**Required task**.
Locate every line in the data below that contains the string "archway" and copy each of those lines in full.

******************************

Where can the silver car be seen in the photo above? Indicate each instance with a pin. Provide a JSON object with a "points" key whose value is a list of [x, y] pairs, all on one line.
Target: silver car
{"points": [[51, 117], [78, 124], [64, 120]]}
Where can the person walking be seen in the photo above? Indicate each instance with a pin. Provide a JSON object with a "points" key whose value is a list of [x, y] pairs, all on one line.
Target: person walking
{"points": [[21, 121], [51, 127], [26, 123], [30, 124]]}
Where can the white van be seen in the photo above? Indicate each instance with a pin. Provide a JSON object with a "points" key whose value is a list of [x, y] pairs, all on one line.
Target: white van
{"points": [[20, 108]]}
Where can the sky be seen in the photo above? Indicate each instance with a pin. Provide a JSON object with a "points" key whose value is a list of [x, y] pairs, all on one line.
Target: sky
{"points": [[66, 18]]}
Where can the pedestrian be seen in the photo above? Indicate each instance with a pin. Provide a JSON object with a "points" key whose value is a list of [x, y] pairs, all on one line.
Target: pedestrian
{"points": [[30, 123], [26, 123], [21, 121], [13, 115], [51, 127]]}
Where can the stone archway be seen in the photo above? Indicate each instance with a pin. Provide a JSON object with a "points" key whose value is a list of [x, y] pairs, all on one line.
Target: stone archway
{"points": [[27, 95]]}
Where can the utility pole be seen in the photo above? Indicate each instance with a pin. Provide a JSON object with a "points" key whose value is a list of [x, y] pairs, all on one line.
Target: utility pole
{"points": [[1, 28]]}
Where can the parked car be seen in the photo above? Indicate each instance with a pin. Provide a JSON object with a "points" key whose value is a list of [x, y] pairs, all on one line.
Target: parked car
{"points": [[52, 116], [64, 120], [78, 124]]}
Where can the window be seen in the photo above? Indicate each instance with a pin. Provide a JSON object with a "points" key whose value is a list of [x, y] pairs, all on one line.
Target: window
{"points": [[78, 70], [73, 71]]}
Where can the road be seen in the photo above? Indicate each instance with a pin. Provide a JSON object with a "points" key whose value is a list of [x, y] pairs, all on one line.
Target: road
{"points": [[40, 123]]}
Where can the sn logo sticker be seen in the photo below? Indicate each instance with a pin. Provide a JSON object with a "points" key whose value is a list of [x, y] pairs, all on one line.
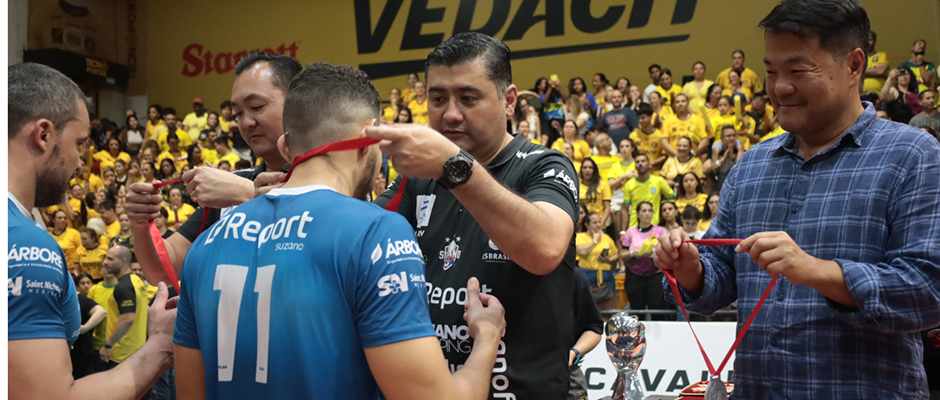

******************************

**Task solution**.
Where can the stone archway be seen in the photo above? Indicate each instance with a pin. Provide a JSON object with a "points" key whose value is a list of [x, y] pairs, all on one line.
Target: stone archway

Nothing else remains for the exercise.